Could you give every line of the entries below as a JSON list of strings, one string per line, with blank lines left out?

Provided information
+===+

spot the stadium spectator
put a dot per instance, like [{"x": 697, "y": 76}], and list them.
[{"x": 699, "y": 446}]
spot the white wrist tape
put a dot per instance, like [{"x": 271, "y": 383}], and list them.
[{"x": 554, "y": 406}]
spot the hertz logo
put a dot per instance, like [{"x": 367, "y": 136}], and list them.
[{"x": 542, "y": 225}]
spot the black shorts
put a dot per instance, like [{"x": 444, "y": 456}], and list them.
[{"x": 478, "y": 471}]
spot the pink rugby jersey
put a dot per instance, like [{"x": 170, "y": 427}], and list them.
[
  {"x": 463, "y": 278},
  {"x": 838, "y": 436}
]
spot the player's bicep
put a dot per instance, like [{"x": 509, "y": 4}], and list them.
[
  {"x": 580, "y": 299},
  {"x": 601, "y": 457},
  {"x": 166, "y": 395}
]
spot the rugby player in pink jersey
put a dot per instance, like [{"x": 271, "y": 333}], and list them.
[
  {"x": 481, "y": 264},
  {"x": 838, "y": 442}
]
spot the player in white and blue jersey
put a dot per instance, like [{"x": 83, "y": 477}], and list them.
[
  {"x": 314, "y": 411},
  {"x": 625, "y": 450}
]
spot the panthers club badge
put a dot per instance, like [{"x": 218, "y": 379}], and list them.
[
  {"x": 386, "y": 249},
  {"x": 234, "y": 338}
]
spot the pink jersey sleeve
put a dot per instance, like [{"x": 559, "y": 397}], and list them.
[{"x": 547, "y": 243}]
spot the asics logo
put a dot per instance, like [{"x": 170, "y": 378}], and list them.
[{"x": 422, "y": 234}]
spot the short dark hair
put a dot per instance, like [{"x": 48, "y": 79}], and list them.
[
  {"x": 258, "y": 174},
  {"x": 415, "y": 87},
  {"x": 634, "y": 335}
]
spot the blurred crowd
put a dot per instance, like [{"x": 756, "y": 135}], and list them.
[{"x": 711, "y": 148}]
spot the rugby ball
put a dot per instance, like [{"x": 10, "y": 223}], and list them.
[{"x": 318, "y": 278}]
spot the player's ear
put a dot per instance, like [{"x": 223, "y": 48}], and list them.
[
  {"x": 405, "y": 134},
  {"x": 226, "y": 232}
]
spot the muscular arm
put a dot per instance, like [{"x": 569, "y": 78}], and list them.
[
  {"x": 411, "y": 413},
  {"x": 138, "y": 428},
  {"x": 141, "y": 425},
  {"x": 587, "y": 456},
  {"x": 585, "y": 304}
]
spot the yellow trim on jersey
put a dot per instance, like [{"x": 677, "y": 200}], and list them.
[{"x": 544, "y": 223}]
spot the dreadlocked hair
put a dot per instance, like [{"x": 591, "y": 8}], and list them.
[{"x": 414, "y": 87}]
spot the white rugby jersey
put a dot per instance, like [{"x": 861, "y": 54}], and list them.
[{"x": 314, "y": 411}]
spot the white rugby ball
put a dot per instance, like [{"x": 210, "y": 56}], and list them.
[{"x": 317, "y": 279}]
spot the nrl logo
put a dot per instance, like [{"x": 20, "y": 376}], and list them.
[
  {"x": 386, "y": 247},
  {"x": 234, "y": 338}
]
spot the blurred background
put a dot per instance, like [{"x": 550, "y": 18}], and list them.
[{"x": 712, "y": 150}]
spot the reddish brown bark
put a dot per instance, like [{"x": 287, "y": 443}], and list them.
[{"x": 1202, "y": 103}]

+===+

Expected answer
[
  "spot the stadium spectator",
  "put a dot per instance, like [{\"x\": 697, \"y\": 76}], and list them.",
  "[{\"x\": 699, \"y\": 446}]",
  "spot the white wrist tape",
  "put a dot per instance, like [{\"x\": 271, \"y\": 383}], and list them.",
  "[{\"x\": 554, \"y\": 406}]",
  "spot the hertz logo",
  "put a dot per instance, like [{\"x\": 367, \"y\": 136}], and list them.",
  "[{\"x\": 542, \"y\": 225}]",
  "spot the black shorts",
  "put a dot per instance, like [{\"x\": 444, \"y\": 456}], and list them.",
  "[{\"x\": 478, \"y\": 471}]",
  "spot the pink rugby jersey",
  "put a dot per instance, like [{\"x\": 170, \"y\": 427}], and list them.",
  "[",
  "  {\"x\": 463, \"y\": 278},",
  "  {\"x\": 838, \"y\": 436}",
  "]",
  "spot the player's bicep",
  "put a dot per instance, like [{\"x\": 509, \"y\": 4}], and list them.",
  "[",
  "  {\"x\": 580, \"y\": 299},",
  "  {\"x\": 601, \"y\": 457},",
  "  {\"x\": 166, \"y\": 395}",
  "]",
  "spot the rugby player in pink jersey",
  "put a dot per instance, like [{\"x\": 271, \"y\": 333}], and list them.",
  "[",
  "  {\"x\": 481, \"y\": 264},",
  "  {\"x\": 838, \"y\": 442}",
  "]",
  "spot the player in white and blue jersey",
  "put a dot per instance, like [{\"x\": 83, \"y\": 477}], and list them.",
  "[",
  "  {\"x\": 314, \"y\": 411},",
  "  {\"x\": 625, \"y\": 450}",
  "]",
  "spot the panthers club badge",
  "put a dot per instance, like [{\"x\": 218, \"y\": 379}], and list them.",
  "[",
  "  {\"x\": 386, \"y\": 249},",
  "  {\"x\": 234, \"y\": 338}",
  "]",
  "spot the pink jersey sleeve",
  "put a dot per instance, like [{\"x\": 559, \"y\": 397}], and list them.",
  "[{\"x\": 547, \"y\": 243}]",
  "spot the asics logo",
  "put a dot per instance, like [{\"x\": 170, \"y\": 378}], and list them.",
  "[{\"x\": 422, \"y\": 234}]",
  "spot the short dark hair",
  "put a dot per instance, like [{\"x\": 48, \"y\": 79}], and list them.",
  "[",
  "  {\"x\": 258, \"y\": 174},",
  "  {\"x\": 415, \"y\": 87},",
  "  {\"x\": 634, \"y\": 335}",
  "]",
  "spot the blurred crowd",
  "put a dot per instance, like [{\"x\": 756, \"y\": 135}], and list them.",
  "[{\"x\": 711, \"y\": 148}]",
  "spot the rugby ball",
  "put a dot per instance, like [{\"x\": 10, \"y\": 223}], and list them.",
  "[{\"x\": 318, \"y\": 278}]",
  "spot the player's ear",
  "put a dot per instance, like [{\"x\": 223, \"y\": 48}], and list them.",
  "[",
  "  {\"x\": 405, \"y\": 134},",
  "  {\"x\": 226, \"y\": 232}",
  "]",
  "spot the muscular arm",
  "put a dot per instance, like [{\"x\": 569, \"y\": 78}], and list them.",
  "[",
  "  {\"x\": 411, \"y\": 413},",
  "  {\"x\": 138, \"y\": 428},",
  "  {\"x\": 141, \"y\": 425},",
  "  {\"x\": 587, \"y\": 456},",
  "  {\"x\": 585, \"y\": 304}",
  "]",
  "spot the yellow trim on jersey",
  "put a dot per instance, like [{\"x\": 677, \"y\": 200}], and list them.",
  "[{\"x\": 544, \"y\": 223}]",
  "spot the dreadlocked hair",
  "put a dot per instance, like [{\"x\": 591, \"y\": 8}], and list them.",
  "[{\"x\": 414, \"y\": 87}]",
  "spot the white rugby jersey",
  "put a dot per instance, like [{\"x\": 861, \"y\": 54}], and list them.",
  "[{\"x\": 314, \"y\": 411}]",
  "spot the white rugby ball",
  "put a dot per instance, like [{\"x\": 210, \"y\": 56}], and list them.",
  "[{\"x\": 317, \"y\": 279}]",
  "spot the nrl logo",
  "put a dot per instance, like [{\"x\": 20, \"y\": 376}], and list them.",
  "[",
  "  {\"x\": 386, \"y\": 247},",
  "  {\"x\": 234, \"y\": 338}",
  "]",
  "spot the blurred background",
  "put a dot per instance, like [{\"x\": 550, \"y\": 18}], and list them.",
  "[{\"x\": 712, \"y\": 150}]",
  "spot the reddish brown bark",
  "put a dot per instance, like [{\"x\": 287, \"y\": 443}], and list them.",
  "[{\"x\": 1202, \"y\": 103}]"
]